● **Verilen görev A**: Aşağıdaki üç ifadenin kırmızı hap yazısıyla örtüşüp örtüşmediğini belirtin: (i) Yazara göre bu soru bilimsel olarak cevaplanabilecek bir sorudur. (ii) Yazar, ispatlı ve kaynaklı cevaplar yerine temsillerle dolu mantıki bir cevap vereceğini söylüyor. (iii) Yazar, cevaplarını anlayamayanların kendi cevaplarını verebileceğini belirtiyor. Her biri için evet ya da hayır yazın ve yazıdan belirleyici sözleri aynen alıntılayın.
● **Verilen görev B**: Lütfen kırmızı hap yazısında "198# Kırmızı hapa" sözleriyle başlayıp "kendi cevaplarını verebilirler." sözlerine kadar inen bölümün tamamını, "Allah" yerine "Tanrı" koyarak düzenleyip yeniden yazın.

● **Metin bloğu**:

Felsefe

198# Kırmızı hapa cevap 4: Çocuk yaşta ölenler Cennet’e gidecekse bu nasıl bir sınav

Kırmızı hap sorusu: Çocuk yaşta ölenler Cennet’e gidecekse bu nasıl bir sınav? Allah onları sınav yapmaya güç yetiremedi mi ki ölüp sınavı geçmiş sayıldılar?

Cevap:

Bu soru bilimsel olarak cevaplanacak bir soru değil, o yüzden ispatlı ve kaynaklı cevaplar yerine temsillerle dolu mantıkî bir cevap verilerek konuya farklı yönlerinden bakmaya çalışacağız. Felsefi ve dini konuların derinlikli sorularında herkes üstad olduğu için felsefi cevaplara burun kıvıranlar her zaman çıkıyor, ama önemli değil, herkesin hayatı algılayış biçimi benzer olmadığı için cevaplarımı anlayamayanlar olabilir, onlar da kendi cevaplarını verebilirler.

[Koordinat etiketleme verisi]

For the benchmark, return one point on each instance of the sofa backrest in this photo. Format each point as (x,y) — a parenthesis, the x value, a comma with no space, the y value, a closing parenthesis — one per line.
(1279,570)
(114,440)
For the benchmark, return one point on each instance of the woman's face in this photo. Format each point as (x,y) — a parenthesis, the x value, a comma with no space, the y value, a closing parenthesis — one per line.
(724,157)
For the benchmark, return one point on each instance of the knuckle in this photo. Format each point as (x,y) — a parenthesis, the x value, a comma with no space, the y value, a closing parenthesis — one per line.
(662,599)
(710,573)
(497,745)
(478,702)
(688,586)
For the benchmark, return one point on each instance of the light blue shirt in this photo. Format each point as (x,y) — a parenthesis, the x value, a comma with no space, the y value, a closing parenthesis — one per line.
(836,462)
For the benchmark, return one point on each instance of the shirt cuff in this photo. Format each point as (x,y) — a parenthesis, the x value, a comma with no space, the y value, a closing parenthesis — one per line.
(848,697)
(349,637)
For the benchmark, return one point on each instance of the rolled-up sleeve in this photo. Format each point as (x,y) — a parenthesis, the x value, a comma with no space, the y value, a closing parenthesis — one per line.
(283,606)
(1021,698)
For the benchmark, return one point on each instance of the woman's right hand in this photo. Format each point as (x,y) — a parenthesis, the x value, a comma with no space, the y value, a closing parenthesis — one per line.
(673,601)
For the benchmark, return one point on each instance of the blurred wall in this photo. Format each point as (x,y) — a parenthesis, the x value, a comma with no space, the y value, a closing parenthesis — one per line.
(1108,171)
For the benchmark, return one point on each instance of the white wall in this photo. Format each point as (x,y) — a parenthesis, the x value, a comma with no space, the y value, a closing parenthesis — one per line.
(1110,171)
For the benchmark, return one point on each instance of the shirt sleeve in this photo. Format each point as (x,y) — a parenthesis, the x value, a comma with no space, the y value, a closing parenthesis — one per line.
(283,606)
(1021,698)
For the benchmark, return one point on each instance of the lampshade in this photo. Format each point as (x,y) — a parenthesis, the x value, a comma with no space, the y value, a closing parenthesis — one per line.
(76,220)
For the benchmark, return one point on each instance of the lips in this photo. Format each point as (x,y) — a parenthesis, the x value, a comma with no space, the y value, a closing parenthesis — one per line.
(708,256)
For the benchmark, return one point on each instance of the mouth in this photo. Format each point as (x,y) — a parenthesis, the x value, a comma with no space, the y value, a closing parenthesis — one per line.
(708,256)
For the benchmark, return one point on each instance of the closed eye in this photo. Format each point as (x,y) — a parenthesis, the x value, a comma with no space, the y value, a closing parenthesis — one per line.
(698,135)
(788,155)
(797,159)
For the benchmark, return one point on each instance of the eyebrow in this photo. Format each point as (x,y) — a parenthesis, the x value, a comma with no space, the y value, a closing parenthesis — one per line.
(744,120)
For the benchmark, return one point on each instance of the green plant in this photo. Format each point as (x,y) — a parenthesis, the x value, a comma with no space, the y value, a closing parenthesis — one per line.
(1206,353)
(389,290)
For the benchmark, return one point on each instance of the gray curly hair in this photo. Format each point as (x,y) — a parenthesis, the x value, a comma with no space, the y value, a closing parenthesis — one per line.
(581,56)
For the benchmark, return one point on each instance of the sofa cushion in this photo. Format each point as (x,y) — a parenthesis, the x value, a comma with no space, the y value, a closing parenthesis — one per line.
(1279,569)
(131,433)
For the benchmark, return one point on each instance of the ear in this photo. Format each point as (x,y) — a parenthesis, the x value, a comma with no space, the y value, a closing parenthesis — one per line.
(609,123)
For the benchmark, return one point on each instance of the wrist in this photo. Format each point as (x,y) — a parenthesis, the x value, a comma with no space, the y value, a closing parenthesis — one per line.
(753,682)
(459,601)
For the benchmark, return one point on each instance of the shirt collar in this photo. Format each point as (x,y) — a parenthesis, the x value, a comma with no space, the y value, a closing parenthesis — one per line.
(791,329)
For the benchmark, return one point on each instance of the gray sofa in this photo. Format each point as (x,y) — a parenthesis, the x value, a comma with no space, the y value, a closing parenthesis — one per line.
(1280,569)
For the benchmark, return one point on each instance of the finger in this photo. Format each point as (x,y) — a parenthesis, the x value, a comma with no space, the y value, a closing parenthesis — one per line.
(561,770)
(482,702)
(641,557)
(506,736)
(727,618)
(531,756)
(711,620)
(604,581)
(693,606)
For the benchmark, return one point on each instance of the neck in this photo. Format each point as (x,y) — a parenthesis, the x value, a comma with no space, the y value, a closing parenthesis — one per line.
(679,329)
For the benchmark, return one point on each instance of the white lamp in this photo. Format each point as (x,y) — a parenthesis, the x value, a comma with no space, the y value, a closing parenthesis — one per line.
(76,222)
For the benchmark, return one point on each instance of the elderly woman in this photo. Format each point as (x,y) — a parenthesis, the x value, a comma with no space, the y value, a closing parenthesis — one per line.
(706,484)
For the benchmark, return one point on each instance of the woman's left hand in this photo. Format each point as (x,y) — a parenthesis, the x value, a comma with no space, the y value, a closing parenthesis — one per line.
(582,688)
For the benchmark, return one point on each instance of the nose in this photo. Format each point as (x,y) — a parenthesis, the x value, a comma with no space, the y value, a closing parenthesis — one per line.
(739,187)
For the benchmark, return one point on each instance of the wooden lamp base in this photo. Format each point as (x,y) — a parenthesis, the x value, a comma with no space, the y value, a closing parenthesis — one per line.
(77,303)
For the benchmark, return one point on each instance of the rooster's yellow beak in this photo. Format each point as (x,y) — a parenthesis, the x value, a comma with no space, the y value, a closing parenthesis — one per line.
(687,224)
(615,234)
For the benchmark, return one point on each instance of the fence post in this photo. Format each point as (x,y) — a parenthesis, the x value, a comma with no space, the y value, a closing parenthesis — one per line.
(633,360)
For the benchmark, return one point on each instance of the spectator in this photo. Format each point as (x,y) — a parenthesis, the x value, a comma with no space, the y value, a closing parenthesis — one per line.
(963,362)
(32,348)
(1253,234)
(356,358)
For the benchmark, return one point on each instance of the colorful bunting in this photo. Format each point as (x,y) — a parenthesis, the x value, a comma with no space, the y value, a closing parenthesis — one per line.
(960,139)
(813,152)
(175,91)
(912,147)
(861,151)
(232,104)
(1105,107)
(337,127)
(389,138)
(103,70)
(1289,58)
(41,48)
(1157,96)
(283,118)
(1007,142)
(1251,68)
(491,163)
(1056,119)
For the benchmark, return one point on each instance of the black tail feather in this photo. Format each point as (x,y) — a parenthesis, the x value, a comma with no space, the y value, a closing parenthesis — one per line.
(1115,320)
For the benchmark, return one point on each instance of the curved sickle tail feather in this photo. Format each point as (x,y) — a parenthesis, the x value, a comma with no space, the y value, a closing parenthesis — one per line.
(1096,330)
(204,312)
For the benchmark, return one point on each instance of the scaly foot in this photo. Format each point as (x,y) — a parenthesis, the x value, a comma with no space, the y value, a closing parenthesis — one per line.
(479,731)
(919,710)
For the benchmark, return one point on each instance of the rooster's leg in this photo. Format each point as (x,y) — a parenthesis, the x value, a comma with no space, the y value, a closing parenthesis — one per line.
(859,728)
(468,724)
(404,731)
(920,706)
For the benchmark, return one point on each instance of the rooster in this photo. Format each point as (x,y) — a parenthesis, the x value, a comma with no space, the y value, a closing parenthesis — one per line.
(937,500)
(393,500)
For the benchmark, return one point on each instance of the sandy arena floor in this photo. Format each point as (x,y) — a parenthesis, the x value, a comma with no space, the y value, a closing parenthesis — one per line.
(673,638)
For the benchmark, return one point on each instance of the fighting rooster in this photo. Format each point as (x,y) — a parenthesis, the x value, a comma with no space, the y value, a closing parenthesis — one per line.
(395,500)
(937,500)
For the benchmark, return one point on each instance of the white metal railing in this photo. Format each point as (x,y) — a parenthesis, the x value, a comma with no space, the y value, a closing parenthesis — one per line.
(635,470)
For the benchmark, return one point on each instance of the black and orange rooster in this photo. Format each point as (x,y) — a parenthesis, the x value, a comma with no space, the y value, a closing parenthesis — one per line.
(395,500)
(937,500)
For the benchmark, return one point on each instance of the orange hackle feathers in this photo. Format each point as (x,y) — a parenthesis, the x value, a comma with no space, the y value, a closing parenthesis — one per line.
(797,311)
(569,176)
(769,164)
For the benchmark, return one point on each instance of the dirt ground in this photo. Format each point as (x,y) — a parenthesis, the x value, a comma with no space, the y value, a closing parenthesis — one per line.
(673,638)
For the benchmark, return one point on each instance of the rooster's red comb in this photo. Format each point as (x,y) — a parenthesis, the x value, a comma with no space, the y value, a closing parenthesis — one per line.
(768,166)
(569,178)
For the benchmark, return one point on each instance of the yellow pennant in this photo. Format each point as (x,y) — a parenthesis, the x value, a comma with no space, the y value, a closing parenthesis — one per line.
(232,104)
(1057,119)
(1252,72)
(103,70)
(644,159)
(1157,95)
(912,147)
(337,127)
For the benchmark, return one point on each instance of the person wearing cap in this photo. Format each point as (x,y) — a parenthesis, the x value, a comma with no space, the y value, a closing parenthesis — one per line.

● **Çözümlü yanıt A**:
(i) Hayır: "Bu soru bilimsel olarak cevaplanacak bir soru değil"
(ii) Evet: "ispatlı ve kaynaklı cevaplar yerine temsillerle dolu mantıkî bir cevap verilerek konuya farklı yönlerinden bakmaya çalışacağız"
(iii) Evet: "cevaplarımı anlayamayanlar olabilir, onlar da kendi cevaplarını verebilirler"

● **Çözümlü yanıt B**:
198# Kırmızı hapa cevap 4: Çocuk yaşta ölenler Cennet’e gidecekse bu nasıl bir sınav

Kırmızı hap sorusu: Çocuk yaşta ölenler Cennet’e gidecekse bu nasıl bir sınav? Tanrı onları sınav yapmaya güç yetiremedi mi ki ölüp sınavı geçmiş sayıldılar?

Cevap:

Bu soru bilimsel olarak cevaplanacak bir soru değil, o yüzden ispatlı ve kaynaklı cevaplar yerine temsillerle dolu mantıkî bir cevap verilerek konuya farklı yönlerinden bakmaya çalışacağız. Felsefi ve dini konuların derinlikli sorularında herkes üstad olduğu için felsefi cevaplara burun kıvıranlar her zaman çıkıyor, ama önemli değil, herkesin hayatı algılayış biçimi benzer olmadığı için cevaplarımı anlayamayanlar olabilir, onlar da kendi cevaplarını verebilirler.